▸ **PROBLEM STATEMENT**
Copy the text of every item below word for word, leaving out the images.

▸ **DATA TO USE**
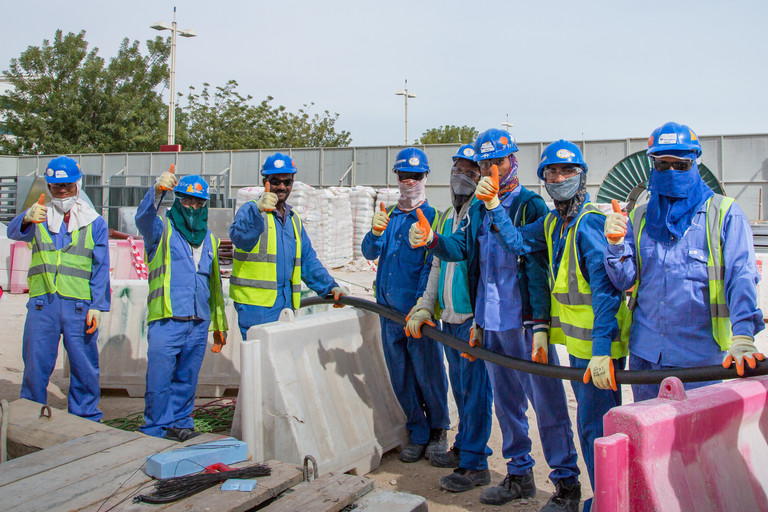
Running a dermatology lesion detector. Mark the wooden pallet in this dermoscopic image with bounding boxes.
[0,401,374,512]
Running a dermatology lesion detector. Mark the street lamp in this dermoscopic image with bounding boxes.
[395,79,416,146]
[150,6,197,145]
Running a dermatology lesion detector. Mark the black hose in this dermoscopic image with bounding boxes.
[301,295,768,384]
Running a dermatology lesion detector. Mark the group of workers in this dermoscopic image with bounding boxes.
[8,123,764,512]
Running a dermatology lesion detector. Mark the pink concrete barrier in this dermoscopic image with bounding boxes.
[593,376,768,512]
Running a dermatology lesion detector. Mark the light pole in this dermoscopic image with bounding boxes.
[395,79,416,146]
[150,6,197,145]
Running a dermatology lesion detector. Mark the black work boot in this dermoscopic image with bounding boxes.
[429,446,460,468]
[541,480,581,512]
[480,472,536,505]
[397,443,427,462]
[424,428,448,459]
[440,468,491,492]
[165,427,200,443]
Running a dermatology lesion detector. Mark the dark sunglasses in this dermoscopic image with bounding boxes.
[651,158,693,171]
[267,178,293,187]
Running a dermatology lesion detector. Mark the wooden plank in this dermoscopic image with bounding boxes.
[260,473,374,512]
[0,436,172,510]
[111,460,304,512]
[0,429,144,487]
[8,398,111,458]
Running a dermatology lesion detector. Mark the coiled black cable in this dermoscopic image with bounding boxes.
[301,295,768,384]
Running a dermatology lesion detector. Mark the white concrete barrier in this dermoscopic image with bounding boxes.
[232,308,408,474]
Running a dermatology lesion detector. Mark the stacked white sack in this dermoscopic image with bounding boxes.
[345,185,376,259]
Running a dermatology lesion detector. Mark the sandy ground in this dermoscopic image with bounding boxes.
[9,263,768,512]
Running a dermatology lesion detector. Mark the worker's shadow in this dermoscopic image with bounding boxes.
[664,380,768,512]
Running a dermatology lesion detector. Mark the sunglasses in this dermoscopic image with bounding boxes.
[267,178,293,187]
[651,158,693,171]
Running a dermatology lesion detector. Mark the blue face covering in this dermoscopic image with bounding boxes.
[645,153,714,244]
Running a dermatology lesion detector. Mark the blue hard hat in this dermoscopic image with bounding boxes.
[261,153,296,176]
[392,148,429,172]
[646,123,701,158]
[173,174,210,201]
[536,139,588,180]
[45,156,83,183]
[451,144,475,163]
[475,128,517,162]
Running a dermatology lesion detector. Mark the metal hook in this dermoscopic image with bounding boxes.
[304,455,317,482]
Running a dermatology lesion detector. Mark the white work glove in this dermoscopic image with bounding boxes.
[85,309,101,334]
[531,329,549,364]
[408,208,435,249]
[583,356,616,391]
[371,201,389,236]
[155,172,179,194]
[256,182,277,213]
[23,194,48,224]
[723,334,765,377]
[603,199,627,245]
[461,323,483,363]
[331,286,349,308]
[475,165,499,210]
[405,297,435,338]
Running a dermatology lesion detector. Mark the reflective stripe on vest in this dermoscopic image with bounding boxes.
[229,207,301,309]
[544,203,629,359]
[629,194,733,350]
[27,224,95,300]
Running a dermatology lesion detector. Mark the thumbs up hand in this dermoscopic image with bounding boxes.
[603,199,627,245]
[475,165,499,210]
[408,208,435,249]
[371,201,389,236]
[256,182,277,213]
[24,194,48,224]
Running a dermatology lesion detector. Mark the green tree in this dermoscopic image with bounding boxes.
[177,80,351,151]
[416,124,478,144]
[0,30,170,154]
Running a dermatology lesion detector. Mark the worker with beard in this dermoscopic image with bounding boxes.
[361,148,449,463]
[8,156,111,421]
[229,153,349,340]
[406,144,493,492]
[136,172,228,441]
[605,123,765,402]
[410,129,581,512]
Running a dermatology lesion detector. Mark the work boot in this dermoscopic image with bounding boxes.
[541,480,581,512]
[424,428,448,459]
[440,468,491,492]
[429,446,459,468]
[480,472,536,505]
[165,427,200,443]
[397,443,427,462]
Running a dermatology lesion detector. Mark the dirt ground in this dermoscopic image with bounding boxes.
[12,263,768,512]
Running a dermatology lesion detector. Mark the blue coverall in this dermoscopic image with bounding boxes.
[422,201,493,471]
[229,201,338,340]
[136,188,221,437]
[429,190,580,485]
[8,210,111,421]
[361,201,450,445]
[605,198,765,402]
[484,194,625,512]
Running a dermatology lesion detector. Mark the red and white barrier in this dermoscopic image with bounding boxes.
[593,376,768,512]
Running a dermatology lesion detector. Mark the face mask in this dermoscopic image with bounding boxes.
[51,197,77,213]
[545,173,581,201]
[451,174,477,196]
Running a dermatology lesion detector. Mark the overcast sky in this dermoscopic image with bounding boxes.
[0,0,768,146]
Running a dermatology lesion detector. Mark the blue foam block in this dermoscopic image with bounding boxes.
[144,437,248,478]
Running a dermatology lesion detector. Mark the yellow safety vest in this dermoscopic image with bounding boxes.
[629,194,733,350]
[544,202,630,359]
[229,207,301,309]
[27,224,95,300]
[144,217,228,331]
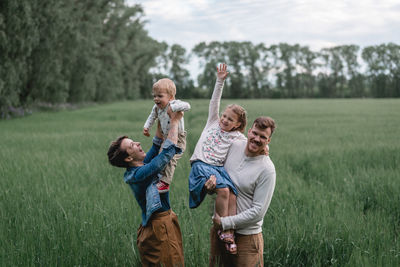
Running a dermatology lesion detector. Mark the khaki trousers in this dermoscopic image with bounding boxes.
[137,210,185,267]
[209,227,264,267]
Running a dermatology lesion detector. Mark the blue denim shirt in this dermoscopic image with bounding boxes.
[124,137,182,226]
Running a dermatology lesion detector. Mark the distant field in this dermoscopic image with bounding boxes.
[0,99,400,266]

▸ **RESULT FOR THIS TASK**
Running a dermatology lesion detector. Mark the wooden pallet in this dermoscopic image with bounding boxes.
[0,401,374,512]
Running a dermatology lesion detector. Mark the street lamp in this dermoscopic image with bounding boxes.
[395,79,416,146]
[150,6,197,145]
Running a dermatology lesion detector. Mark the black hose in this dermoscopic image with bounding boxes.
[301,295,768,384]
Running a dermatology lesion detector. Mark the group of workers in this dermoscopic image with bounding boxes.
[8,123,764,512]
Running a dermatology lesion detector. Mark the pink concrete barrier in this dermoscopic image with bounding boxes.
[593,376,768,512]
Running a dermatology lesion detector. Mark the light pole in this dermoscopic image with bounding boxes.
[395,79,416,146]
[150,6,197,145]
Running a dermatology lesion detector. Mark the black work boot in this dermoscopic image with bounding boxes.
[429,446,460,468]
[541,480,581,512]
[480,472,536,505]
[397,443,427,462]
[424,428,448,459]
[440,468,491,492]
[165,427,200,443]
Running a dermatology lesion detector. Mark the dark sunglasses in this dermoscopic image with bounding boxes.
[651,158,693,171]
[267,178,293,187]
Running a dermatology lesion detector. Mark the wooden plank in this dermoscopic image with bounding boxes.
[260,473,374,512]
[0,436,172,510]
[111,460,304,512]
[0,429,144,487]
[8,398,111,458]
Running a dermatology lesion detector. Mark the coiled black cable in this dermoscopic image with bounding boxes.
[301,295,768,384]
Running a dermatology lesion detector. Mark the white concrete barrier in this dermoscopic image with bounding boxes.
[232,308,408,474]
Running a dermatology lesion detector. Mark the stacked white sack in this dermoscopic image with bounding boxes.
[345,185,376,259]
Running a dermatology lesion detector. Mark the sandy ground in this dermoscopic image with bounding boxes.
[9,263,768,512]
Running a dermatology lesion detector. Mark the worker's shadow in this dermoscopic image with bounding boxes.
[664,380,768,512]
Running a dermatology lesion detector. Mark the sunglasses in this dermoscopic image with bounding boxes.
[267,178,293,187]
[651,158,693,171]
Running a dermatology lesion detector. Mark the blue face covering in this dermoscopic image with bounding boxes.
[645,153,714,244]
Running a dermatology lesion detector. Mark the blue hard hat in this dermoscopic image with bounding boxes.
[261,153,296,176]
[392,148,429,172]
[646,123,701,158]
[173,174,210,201]
[536,139,588,180]
[45,156,83,183]
[451,144,475,163]
[475,128,517,162]
Running a dermatology lesion detector. Mark the metal hook in this dermoscopic image with bounding boxes.
[304,455,317,482]
Running a dermatology lesion detector. Mark the white work glove in this dermoscopic image with bounding boxes.
[85,309,101,334]
[531,329,549,364]
[408,208,435,249]
[583,356,616,391]
[371,201,389,236]
[155,172,179,194]
[256,182,277,213]
[23,194,48,224]
[723,334,765,377]
[603,199,627,245]
[461,323,483,363]
[331,286,349,308]
[475,165,499,210]
[405,297,435,338]
Running a dermatology lesion detector. Mark the reflective stripe on vest in this dermoscopic image with bounding boxes.
[229,207,301,309]
[544,203,629,359]
[629,194,733,350]
[27,224,95,300]
Running a dermatology lesion detector. Mark the thumbs up hand in this dermoscopic image with bounding boxes.
[603,199,627,245]
[475,165,499,210]
[408,208,435,249]
[371,201,389,236]
[256,182,277,213]
[24,194,48,224]
Running a dermatology lesion detector. Mark the green tree in this dermoscopic image with bounding boxes.
[177,80,351,151]
[416,124,478,144]
[0,30,170,154]
Running a dermatology lesion detector. Mark the worker with beard in this dermoscopic image with bounding boxes.
[361,148,449,463]
[8,156,111,421]
[229,153,349,340]
[406,144,493,492]
[136,172,228,441]
[605,123,765,402]
[410,129,581,512]
Running a dermatology lesion detector. Mark the work boot in this dermoscopic image with bounding boxes.
[541,480,581,512]
[424,428,448,459]
[440,468,491,492]
[429,446,459,468]
[480,472,536,505]
[165,427,200,443]
[397,443,427,462]
Running a dermatology lesion detector. Mark the dirt ground in this dermoscopic image with bounding boxes.
[12,263,768,512]
Running a dermatology lesion detector. Mark the blue coverall in this dermoscopic image with bounding boxes.
[422,201,493,471]
[229,201,338,340]
[136,188,221,437]
[429,190,580,485]
[8,210,111,421]
[361,201,450,445]
[605,198,765,402]
[484,194,625,512]
Running a dermatology lesion detector. Mark the red and white barrier in this dermoscopic image with bounding boxes.
[593,376,768,512]
Running a dermatology lesion detector. Mark the face mask in this dermoscopic image with bounding boxes.
[51,197,77,213]
[545,173,581,201]
[451,174,477,196]
Running a dermatology lesion detector. Mark the overcast sky in this dermoscopic image with bounding boxes.
[0,0,768,146]
Running a dermatology lesion detector. Mark the blue foam block in this dermoscopic image with bounding boxes.
[144,437,248,478]
Running a dermatology lesion detector. Mark the yellow safety vest in this dermoscopic image with bounding boxes.
[629,194,733,350]
[544,202,630,359]
[229,207,301,309]
[27,224,95,300]
[144,217,228,331]
Running a dermatology lesion detector. Mark the khaki trousers in this dermoscopic image with bounding boxes.
[137,210,185,267]
[209,227,264,267]
Running a dermatology lesion detector. Mark the blue denim shirt in this dermoscopic image with bounding boxes.
[124,137,182,226]
Running a dermatology lesion detector. Mark the distant field in this dermoscopic image with bounding boxes.
[0,99,400,266]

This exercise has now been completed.